===== Dataset entries

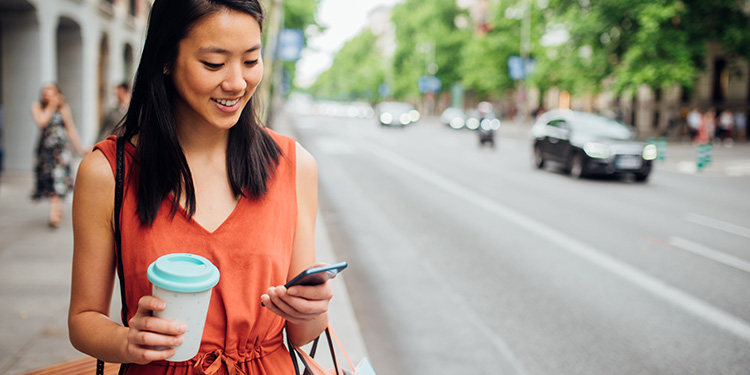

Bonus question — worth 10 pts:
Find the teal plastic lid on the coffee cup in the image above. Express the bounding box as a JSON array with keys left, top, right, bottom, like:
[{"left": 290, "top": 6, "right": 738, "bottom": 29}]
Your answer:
[{"left": 146, "top": 253, "right": 219, "bottom": 293}]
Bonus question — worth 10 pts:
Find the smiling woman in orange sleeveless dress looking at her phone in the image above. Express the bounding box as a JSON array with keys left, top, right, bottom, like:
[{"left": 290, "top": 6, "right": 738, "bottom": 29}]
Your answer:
[{"left": 69, "top": 0, "right": 333, "bottom": 375}]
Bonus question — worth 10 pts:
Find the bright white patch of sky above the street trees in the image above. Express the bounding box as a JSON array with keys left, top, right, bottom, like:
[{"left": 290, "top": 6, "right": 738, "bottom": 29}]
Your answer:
[{"left": 295, "top": 0, "right": 400, "bottom": 87}]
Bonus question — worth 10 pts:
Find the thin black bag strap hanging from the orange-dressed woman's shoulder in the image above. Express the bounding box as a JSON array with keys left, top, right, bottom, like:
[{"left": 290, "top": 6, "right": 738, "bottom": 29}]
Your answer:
[{"left": 96, "top": 137, "right": 128, "bottom": 375}]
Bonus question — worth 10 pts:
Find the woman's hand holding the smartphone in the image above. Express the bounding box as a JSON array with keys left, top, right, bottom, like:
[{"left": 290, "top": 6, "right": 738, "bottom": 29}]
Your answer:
[{"left": 260, "top": 280, "right": 333, "bottom": 324}]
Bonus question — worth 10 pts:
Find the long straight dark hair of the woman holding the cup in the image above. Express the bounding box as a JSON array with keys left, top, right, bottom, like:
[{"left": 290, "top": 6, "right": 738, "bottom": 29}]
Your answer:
[{"left": 123, "top": 0, "right": 281, "bottom": 226}]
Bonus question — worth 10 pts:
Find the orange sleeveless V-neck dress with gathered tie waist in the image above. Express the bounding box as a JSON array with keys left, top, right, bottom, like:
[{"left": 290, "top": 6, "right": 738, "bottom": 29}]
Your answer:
[{"left": 96, "top": 130, "right": 297, "bottom": 375}]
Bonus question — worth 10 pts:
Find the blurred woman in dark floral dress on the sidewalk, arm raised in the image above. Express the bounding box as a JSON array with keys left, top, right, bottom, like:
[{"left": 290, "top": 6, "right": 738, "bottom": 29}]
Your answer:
[{"left": 31, "top": 83, "right": 86, "bottom": 228}]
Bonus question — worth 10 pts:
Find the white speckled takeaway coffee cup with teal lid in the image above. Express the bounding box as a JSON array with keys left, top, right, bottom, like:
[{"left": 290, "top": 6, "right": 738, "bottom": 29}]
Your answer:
[{"left": 147, "top": 253, "right": 219, "bottom": 362}]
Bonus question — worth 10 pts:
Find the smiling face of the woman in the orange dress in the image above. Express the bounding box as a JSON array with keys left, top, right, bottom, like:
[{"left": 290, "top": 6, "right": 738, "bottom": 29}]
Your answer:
[{"left": 169, "top": 10, "right": 263, "bottom": 134}]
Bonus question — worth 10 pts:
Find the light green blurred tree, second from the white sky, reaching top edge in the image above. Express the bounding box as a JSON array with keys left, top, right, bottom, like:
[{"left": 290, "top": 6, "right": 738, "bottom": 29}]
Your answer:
[{"left": 389, "top": 0, "right": 468, "bottom": 99}]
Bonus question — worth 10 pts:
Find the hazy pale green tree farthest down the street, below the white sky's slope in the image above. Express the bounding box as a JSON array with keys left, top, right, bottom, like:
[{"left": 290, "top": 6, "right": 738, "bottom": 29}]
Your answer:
[{"left": 309, "top": 30, "right": 385, "bottom": 103}]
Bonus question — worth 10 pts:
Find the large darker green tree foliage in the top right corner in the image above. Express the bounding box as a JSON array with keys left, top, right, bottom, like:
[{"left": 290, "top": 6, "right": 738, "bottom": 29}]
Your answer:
[{"left": 544, "top": 0, "right": 750, "bottom": 93}]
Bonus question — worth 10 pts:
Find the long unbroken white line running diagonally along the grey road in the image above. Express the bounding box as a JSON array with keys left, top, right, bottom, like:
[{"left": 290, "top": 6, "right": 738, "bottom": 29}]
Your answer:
[{"left": 358, "top": 140, "right": 750, "bottom": 341}]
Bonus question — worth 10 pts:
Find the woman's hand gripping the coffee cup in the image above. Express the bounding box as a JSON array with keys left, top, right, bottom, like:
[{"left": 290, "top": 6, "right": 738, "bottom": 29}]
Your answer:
[{"left": 125, "top": 296, "right": 187, "bottom": 364}]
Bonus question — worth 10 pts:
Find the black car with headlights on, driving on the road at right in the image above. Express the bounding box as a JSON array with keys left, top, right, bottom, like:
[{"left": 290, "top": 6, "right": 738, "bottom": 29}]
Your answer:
[{"left": 531, "top": 110, "right": 657, "bottom": 182}]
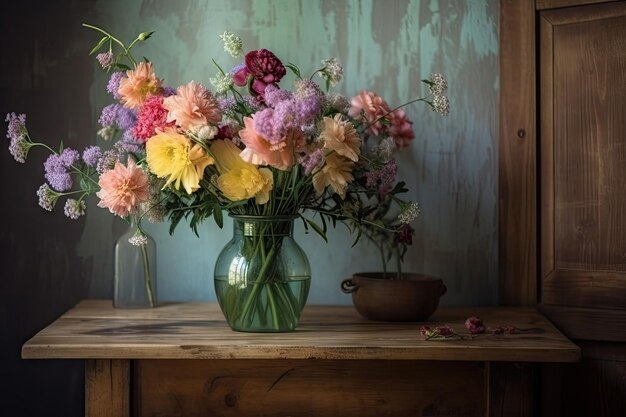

==========

Whenever a line above holds the word "holding", include it in your count, and report nothing but that count.

Written reply -
2